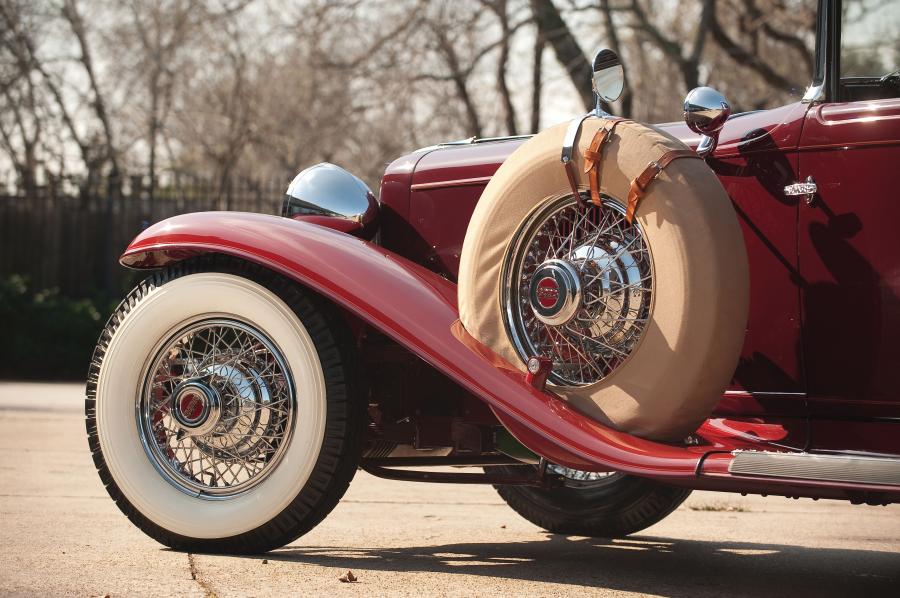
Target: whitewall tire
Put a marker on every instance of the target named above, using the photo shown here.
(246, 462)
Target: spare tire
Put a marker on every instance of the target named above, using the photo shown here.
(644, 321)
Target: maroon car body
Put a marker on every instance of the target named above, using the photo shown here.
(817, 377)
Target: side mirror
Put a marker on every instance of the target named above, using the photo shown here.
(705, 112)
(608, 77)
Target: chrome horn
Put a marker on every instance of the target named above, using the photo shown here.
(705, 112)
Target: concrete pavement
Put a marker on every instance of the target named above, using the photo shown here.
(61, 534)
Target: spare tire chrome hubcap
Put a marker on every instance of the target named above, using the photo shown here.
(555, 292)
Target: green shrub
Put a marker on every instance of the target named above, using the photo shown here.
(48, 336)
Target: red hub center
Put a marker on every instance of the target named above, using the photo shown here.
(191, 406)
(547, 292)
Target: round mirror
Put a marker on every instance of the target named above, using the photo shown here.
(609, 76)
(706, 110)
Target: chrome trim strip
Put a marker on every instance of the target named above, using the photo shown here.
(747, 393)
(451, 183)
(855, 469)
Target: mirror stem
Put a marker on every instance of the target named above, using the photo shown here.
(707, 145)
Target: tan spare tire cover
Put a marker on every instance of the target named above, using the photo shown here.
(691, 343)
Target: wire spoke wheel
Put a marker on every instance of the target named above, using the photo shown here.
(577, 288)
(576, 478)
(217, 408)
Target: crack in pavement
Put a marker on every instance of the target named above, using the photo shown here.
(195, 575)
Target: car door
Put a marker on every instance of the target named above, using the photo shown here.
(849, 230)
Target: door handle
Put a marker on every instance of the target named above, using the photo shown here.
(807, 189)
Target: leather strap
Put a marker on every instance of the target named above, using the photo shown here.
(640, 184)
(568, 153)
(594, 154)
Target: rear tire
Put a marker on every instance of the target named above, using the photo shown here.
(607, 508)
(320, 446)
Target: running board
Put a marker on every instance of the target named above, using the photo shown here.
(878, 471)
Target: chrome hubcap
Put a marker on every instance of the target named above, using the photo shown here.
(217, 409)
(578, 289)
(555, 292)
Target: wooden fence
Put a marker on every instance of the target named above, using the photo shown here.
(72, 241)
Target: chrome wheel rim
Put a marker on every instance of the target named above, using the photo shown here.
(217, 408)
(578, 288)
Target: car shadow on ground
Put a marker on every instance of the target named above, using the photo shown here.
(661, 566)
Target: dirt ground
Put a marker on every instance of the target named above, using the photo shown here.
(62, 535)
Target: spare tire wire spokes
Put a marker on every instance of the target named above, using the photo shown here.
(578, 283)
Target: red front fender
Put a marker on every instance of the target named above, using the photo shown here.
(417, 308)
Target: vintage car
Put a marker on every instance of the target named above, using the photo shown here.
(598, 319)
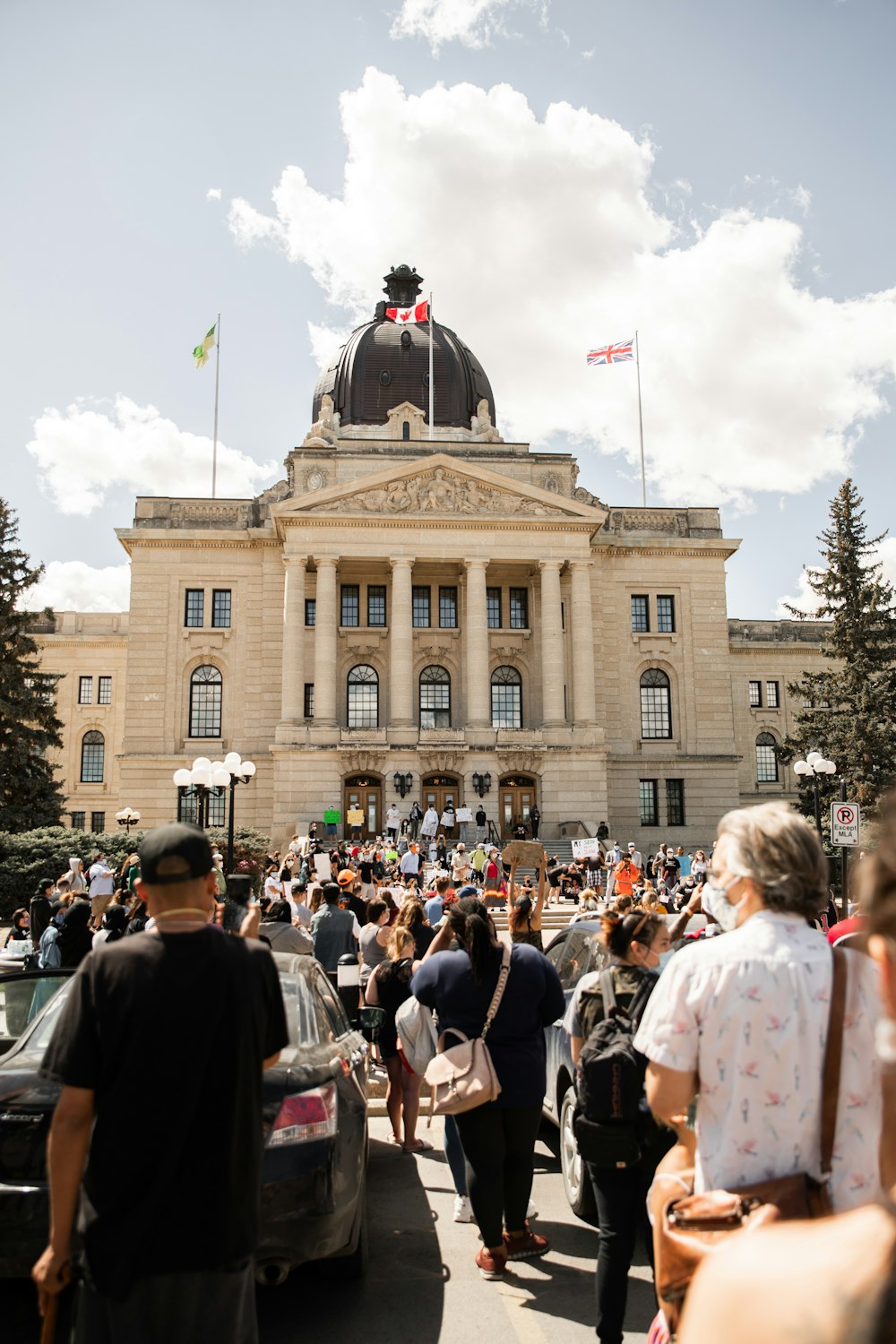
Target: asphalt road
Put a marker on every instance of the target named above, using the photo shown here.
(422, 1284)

=-=-=

TASK DIRECTIONS: Could you reproduce all of the records above line for line, without changing a word, and leave the pictures out?

RESULT OF THIS EXERCISE:
Target: whitewall tire
Put a marker on every instance of the target named above, using the photo shown here.
(246, 462)
Target: spare tire
Put a marker on every instance of the target named above, using the photo shown here.
(644, 321)
Target: maroon car body
Put a marker on every instance of the target named above, using the photo shown here.
(817, 377)
Target: side mirror
Put a marker on every instance of the target named above, using the photo shown here.
(705, 112)
(608, 77)
Target: chrome horn
Put a marker on every instance of the target named above, using the photo shown here.
(705, 112)
Target: concrete pavement
Put a marker on every instance of the target named above, using the photo shown here.
(61, 534)
Target: spare tire chrome hubcap
Put a marker on every instance of the target named above, using the photo shown here.
(555, 292)
Target: green shrub
Put a marker on every instance of the target named above, using the photo shown here.
(48, 336)
Target: red hub center
Put a marker on every instance of the target named above, using the photo shown here.
(191, 406)
(547, 292)
Target: round mirror
Put a marker on every instance of the target named above, using the photo shown here.
(609, 76)
(706, 110)
Target: chrome trim strip
Put a marker on every instance of the target named above, using the photo shown here.
(747, 393)
(451, 183)
(855, 469)
Target: mirror stem
Put a marker on every instance of the target named above, using the photo shown here.
(707, 145)
Target: tan spare tire cover
Put a marker on every instance of the target named above, using the photo shown here.
(691, 343)
Target: wire spoke wheel
Put a marker on every instance of the target named above, using the photo shown here.
(577, 288)
(576, 478)
(217, 408)
Target: crack in pavement
Put a marker on every instance of the target named above, using the photo shown here.
(195, 575)
Target: car door
Put a marker on every instance of the target named above, using the photo shown here.
(849, 230)
Target: door handle
Put a marker on every instance of the target named above, using the photo shown here.
(807, 189)
Target: leather strap
Put a marker on every instance of the target named above, using the photo shown here.
(640, 184)
(568, 153)
(594, 154)
Target: rear tire
Put a marker on every instance of the target named above, using the photo shown here.
(607, 508)
(320, 446)
Target: running board
Put a marker on every instance of the target named above, using the photo shown here.
(878, 471)
Target: chrome hubcap
Put a marker on every instance of the target named above, using the photo shown here.
(217, 409)
(578, 289)
(555, 292)
Target: wooden fence
Put a marker on every instance of the target named above, using the photo shown here.
(72, 241)
Target: chrome wheel rim
Put a marker on every instance of the target named above, using the photo shown here.
(217, 408)
(578, 288)
Target: car shadow on ground
Put a marker on every instance of the target named above, using the photo shown here.
(661, 566)
Target: dirt ground
Put a marker on every instance of the target named above, using the photo shown here.
(62, 535)
Target: spare tire wire spokes
Put a marker on every instance of the target named above, using the photo shown here.
(578, 283)
Target: red front fender
Put a marker on every instance of the target named above, using the photo shown here.
(417, 308)
Target: vintage car
Put a marker on every instance of the target named above, using the photo shown here.
(598, 319)
Target: asphalt road
Put a marker on every instance of the target named above, using the photo shown here.
(422, 1284)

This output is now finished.